Repeat word for word the line with "Category: floral kimono" and every line after it until the records below run out.

* BEGIN MATERIAL SHOWN *

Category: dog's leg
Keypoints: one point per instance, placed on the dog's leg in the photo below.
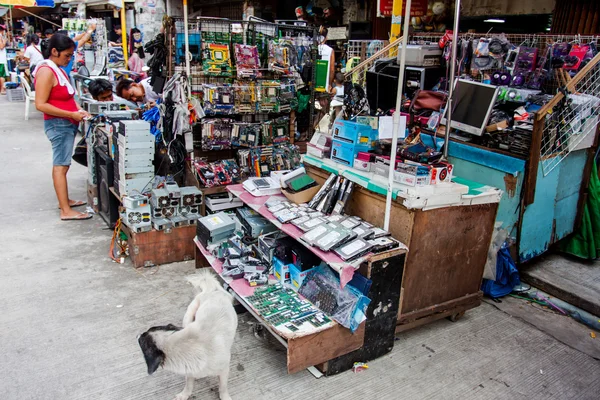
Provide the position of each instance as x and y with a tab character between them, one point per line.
187	390
190	313
223	392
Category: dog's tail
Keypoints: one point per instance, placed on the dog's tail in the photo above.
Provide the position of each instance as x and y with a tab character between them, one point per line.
205	281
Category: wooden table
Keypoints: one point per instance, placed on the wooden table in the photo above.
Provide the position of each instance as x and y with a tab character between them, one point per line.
447	251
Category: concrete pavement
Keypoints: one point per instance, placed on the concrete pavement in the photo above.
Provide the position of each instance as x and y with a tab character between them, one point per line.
70	318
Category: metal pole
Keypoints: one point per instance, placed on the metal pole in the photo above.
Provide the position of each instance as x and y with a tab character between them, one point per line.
124	34
187	46
452	74
396	127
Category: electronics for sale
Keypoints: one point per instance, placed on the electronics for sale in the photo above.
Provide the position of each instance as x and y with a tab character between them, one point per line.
191	195
354	133
424	78
161	224
421	55
472	105
135	201
138	217
383	244
353	249
173	189
262	186
160	198
100	107
215	228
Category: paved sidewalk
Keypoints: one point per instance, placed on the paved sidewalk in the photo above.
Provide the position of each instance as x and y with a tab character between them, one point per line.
70	318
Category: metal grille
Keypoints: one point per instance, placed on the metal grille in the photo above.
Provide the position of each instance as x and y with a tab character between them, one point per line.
572	120
364	48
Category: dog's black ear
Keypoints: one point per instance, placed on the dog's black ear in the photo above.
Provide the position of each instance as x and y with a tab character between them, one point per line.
152	354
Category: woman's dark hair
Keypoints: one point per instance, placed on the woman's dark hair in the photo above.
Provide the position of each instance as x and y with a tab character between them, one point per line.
123	84
32	38
60	43
99	86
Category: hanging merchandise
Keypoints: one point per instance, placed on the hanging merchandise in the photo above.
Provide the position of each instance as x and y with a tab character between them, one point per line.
269	96
245	97
216	133
216	60
218	99
279	56
247	62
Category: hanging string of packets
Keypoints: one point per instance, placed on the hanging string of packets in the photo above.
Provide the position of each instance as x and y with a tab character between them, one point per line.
249	97
224	133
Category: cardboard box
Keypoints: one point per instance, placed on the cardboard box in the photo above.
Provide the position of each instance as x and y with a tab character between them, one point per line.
412	175
297	276
301	197
345	153
354	133
281	271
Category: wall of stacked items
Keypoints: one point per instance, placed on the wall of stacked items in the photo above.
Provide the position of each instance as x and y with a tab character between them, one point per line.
524	118
254	82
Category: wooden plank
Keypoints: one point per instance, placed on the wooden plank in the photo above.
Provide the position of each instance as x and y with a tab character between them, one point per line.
159	247
306	351
434	317
473	299
570	87
532	165
447	255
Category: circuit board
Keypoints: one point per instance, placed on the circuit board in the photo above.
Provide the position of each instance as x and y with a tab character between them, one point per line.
282	306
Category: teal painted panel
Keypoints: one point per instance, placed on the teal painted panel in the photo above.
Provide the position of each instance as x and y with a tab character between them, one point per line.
567	196
500	162
508	212
538	219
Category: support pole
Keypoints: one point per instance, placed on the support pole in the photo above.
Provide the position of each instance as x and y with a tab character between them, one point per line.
452	75
187	47
124	34
396	117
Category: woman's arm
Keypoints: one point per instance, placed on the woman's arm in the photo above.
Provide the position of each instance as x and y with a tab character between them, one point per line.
44	81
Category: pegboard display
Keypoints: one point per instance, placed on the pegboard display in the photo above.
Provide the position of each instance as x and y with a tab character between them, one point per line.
249	74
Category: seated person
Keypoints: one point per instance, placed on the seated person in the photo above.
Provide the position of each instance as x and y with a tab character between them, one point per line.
137	92
101	90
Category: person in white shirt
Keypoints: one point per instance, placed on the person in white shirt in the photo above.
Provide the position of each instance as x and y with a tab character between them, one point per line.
3	59
33	52
137	92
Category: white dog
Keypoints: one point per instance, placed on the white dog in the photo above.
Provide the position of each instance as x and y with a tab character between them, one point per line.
203	346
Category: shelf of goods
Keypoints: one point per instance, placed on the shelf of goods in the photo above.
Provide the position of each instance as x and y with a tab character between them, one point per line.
442	276
330	347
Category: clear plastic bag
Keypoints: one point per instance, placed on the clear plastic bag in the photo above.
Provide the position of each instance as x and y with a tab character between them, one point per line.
346	306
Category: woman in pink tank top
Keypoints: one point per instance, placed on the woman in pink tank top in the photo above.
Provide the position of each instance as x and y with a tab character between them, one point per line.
55	97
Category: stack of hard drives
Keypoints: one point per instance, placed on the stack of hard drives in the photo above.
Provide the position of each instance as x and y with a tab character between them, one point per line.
238	262
174	206
133	151
215	228
347	236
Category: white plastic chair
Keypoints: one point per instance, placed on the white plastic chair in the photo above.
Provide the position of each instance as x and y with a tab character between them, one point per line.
29	94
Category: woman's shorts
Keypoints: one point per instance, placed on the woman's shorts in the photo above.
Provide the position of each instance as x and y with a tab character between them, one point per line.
61	133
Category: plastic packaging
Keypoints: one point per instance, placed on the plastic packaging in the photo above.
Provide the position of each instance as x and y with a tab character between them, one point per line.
347	306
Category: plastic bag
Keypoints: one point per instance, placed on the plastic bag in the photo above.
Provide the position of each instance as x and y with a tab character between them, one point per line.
346	306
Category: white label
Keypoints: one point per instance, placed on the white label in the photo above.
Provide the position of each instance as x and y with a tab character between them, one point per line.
214	221
353	247
315	232
313	223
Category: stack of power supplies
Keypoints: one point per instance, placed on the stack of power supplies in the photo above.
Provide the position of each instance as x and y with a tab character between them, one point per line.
174	206
215	228
133	154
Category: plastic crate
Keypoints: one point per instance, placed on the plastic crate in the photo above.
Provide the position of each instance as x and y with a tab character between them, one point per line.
15	95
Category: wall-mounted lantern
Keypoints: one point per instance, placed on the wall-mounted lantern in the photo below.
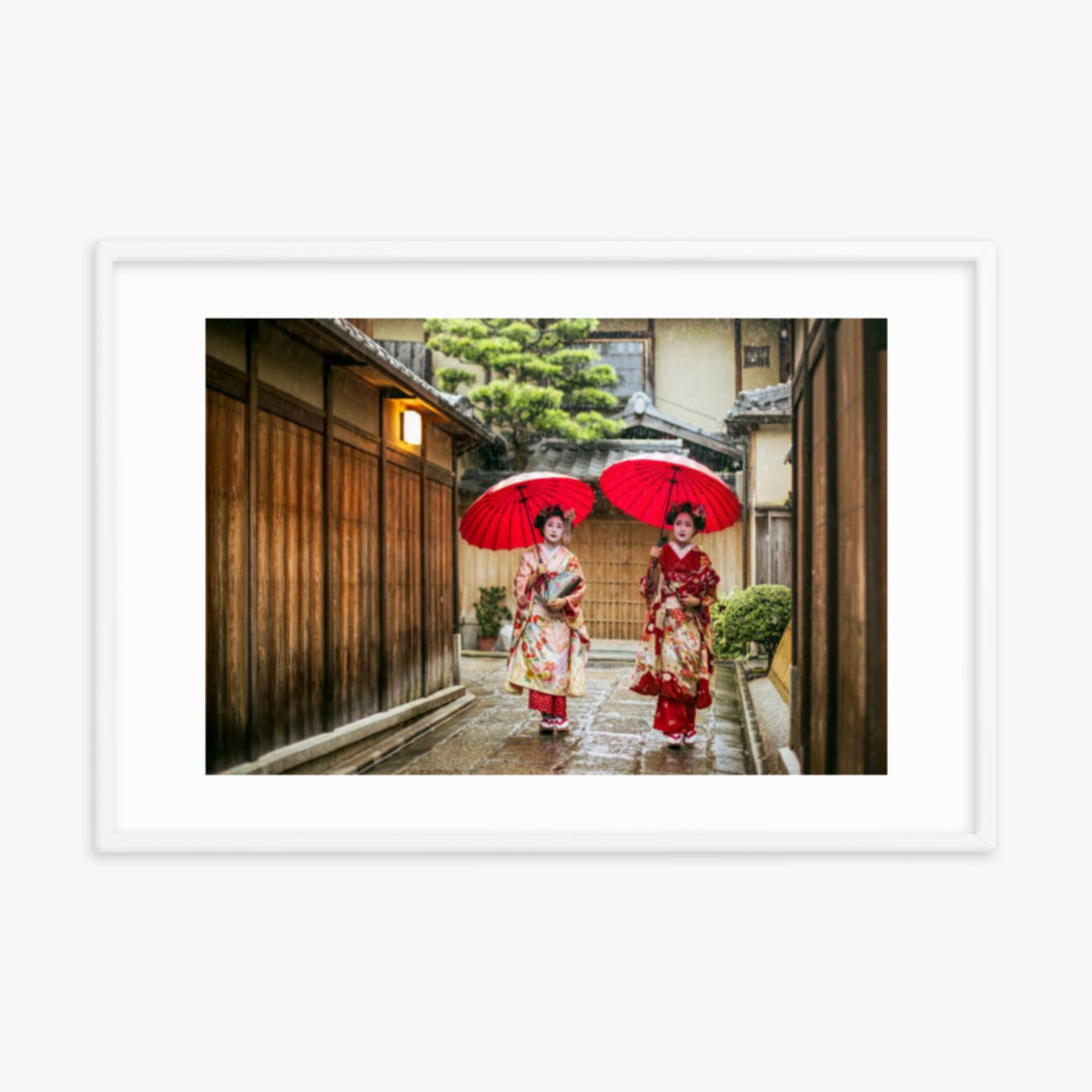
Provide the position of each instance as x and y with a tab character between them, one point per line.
411	427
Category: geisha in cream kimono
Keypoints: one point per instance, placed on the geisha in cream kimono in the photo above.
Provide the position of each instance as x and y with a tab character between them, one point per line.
675	655
549	639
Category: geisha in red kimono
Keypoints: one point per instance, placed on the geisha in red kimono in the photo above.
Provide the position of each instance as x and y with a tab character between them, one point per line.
675	655
549	639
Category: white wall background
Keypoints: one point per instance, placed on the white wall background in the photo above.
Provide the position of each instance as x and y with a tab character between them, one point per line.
938	121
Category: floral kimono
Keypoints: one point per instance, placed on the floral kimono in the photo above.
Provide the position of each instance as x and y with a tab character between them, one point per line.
675	655
549	648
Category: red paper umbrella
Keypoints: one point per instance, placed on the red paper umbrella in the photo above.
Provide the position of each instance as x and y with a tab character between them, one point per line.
503	518
647	487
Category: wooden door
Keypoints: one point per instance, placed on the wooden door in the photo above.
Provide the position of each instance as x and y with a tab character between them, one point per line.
773	547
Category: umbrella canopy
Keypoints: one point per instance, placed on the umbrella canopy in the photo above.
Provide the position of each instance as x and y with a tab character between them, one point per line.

* END MATERIAL SHOWN *

§ RESULT OF THE EXERCISE:
Category: floral kimono
Keypoints: one point per instance, placed on the floral kimono in the photo above.
Provide the position of each instance as x and y with a tab character between them, one point per line.
675	655
549	648
Category: red paper umbrella
Keypoints: one point per instance, placed on the red paper umbrella in the photo above.
Provide the position of each instance as x and y with a tab character between them, one point per line.
503	518
647	487
Category: wooden door
Keypoints: one point per instance, placed on the wooden door in the photo above.
Provide the position of each instance as x and y with a tab character between them, one point per line.
773	547
Category: umbrella canopy
Keypoints: one point per instance, placed on the umbrella canopy in the photo above.
Provide the position of each instance as x and y with a tab character between them, one point per line.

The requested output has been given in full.